Temkin plot for Cr adsorption on RH–AC (a); and PP–AC (b)

Adsorption kinetic study

Different kinetic models are proposed to examine the mechanism of solute adsorption by the adsorbent and chemical reaction (Kumar et al. 2010). The kinetics studies demonstrate the solute uptake rate and evidently, controls the residence time of adsorbate uptake at the solid–liquid interface (Chakravarty et al. 2010). The study applied two commonly used kinetic models to describe the adsorption of chromium ions by activated carbons understudy.

The pseudo-first-order kinetic model

The kinetic model of Lagergren, also termed as pseudo-first-order kinetic expression, is the most extensively used model. The linear form of the Lagergren kinetic model is denoted by the following equation:

$$ \log \left( {q_{{\text{e}}} - q_{{\text{t}}} } \right) = \log q_{{\text{e}}} - K_{{\text{t}}} $$

where \(q_{{\text{e}}}\) and \({ }q_{{\text{t}}}\) represents the quantity of adsorbate adsorbed (mg/g) at equilibrium and at time t, respectively, \(K_{{\text{t}}}\) (\({\text{min}}^{ - 1}\)) is the Lagergren rate constant. The pseudo-first-order plot of a kinetic model at an initial concentration of 3.249 mg/L at room temperature is displayed in (Fig. 11a, b). The values \(k_{1}\) and \( q_{{\text{e}}}\) shown in (Table 2) were calculated from the slopes and intercepts of the linear plot of log (\(q_{{\text{e}}} - q_{{\text{t}}}\)) versus time t, of pseudo-first-order model. The correlation coefficients (R2) obtained (shown in Table 2) for both adsorbents are a little higher, but less compared with those gotten from pseudo-second-order model. The results suggest that the adsorption data for chromium ions by RH–AC and PP–AC could not favor the first-order kinetic model.

Fig. 11
figure 11

Plot of pseudo-first-order (a, b) and pseudo-second-order (c, d)

The pseudo-second-order kinetic model

The adsorption kinetics may also be expressed by pseudo-second-order model. This kinetic model is also based on the assumption that the adsorption that the rate is controlled by a chemical adsorption mechanism plus sharing or transferring of electron between the adsorbent and the adsorbate (Khandanlou 2015). The linearized form of the pseudo-second-order kinetic model is given by the following equation (Kim et al. 2018).

$$ \frac{t}{{q_{{\text{t}}} }} = \frac{1}{{K_{2} q_{{\text{e}}}^{2} }} + \frac{t}{{q_{{\text{e}}} }} $$

where \(q_{{\text{e}}}\) and \(q_{{\text{t}}}\) represent the quantity of the adsorbate adsorbed (mg/g) at equilibrium and at time t, respectively. The constant of the pseudo-second-order kinetic adsorption model is denoted by \(K_{2}\) in (g/mg/min). The straight-line plots (Fig. 11c, d) of \(t/q_{t}\) against \( t\), provides an understanding to the above equation to chromium ions adsorption on prepared adsorbents. The intercepts and slopes of the above plots give the constant parameters. The correlation coefficient (R2), together with the uptake capacity (\(q_{{\text{e}}}\)) and the second-order rate constant (\(K_{1}\)) calculated at room temperature are shown in (Table 2). The regression coefficients attained are higher for adsorbents in comparison with that of pseudo-first-order. Therefore, the adsorption kinetics data of chromium ions by synthesized activated carbons could be described better with this kinetic model. Similar pattern of results is also reported by previous investigators on adsorption of Cr ions from aqueous solution using different adsorbents (Khandanlou et al. 2015; Singh et al. 2014).

_TO DO_.
1. In the adsorption kinetics passage, at what initial concentration and temperature was the pseudo-first-order plot made?
2. Please reproduce the entries from the line containing "Expected: one point per instance of the blue" through the end of the entries, substituting "occurrence" for "instance" throughout and leaving everything else unchanged.

_INFORMATION GIVEN_.
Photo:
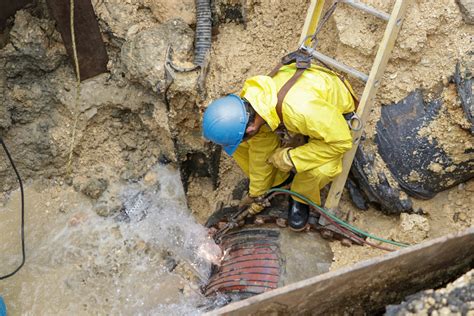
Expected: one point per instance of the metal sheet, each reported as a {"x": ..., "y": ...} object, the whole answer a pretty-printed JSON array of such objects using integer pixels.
[
  {"x": 369, "y": 286},
  {"x": 90, "y": 47}
]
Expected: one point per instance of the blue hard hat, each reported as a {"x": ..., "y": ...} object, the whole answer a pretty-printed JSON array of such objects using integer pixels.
[{"x": 225, "y": 121}]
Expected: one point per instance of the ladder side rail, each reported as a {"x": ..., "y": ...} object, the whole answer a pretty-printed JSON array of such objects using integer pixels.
[
  {"x": 312, "y": 19},
  {"x": 368, "y": 9},
  {"x": 368, "y": 97}
]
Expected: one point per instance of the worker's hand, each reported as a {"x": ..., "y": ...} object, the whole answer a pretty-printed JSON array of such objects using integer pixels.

_REPLIES_.
1. An initial concentration of 3.249 mg/L at room temperature.

2.
Expected: one point per occurrence of the blue hard hat, each reported as a {"x": ..., "y": ...} object, the whole answer a pretty-printed JSON array of such objects using integer pixels.
[{"x": 225, "y": 121}]
Expected: one point per occurrence of the ladder side rail, each reported as a {"x": ..., "y": ...} object, the whole answer a pretty-printed JSON array of such objects using integer pixels.
[
  {"x": 312, "y": 19},
  {"x": 368, "y": 9},
  {"x": 368, "y": 97}
]
Expected: one point per occurrence of the worker's hand, each reported as a {"x": ..., "y": ...} object, the whole answer a pretty-printed JSON array of such objects using integer pixels.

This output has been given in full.